Go through the entries below and say how many lines contain the string "white"; write only that number.

---------------

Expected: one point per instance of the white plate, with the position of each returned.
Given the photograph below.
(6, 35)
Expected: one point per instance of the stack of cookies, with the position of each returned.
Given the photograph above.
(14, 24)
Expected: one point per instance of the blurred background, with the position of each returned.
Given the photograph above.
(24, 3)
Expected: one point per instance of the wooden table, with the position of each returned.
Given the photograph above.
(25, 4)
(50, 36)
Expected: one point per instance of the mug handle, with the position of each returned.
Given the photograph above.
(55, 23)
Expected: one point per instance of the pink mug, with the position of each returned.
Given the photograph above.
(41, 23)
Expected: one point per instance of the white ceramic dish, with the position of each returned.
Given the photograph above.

---------------

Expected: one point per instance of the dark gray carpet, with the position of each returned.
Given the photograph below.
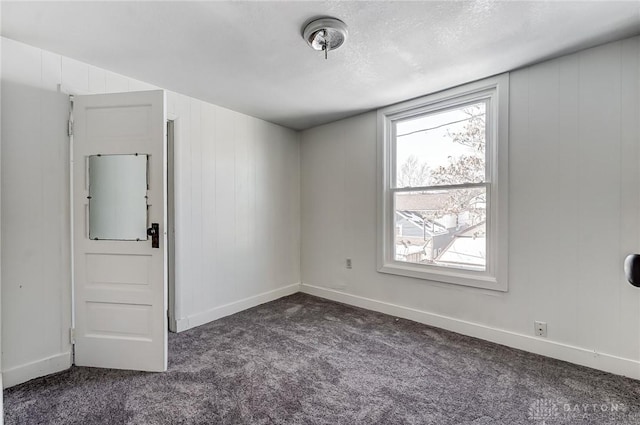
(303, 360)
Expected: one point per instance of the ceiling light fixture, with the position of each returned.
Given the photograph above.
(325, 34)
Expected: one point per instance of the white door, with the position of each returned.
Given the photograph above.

---------------

**Answer area**
3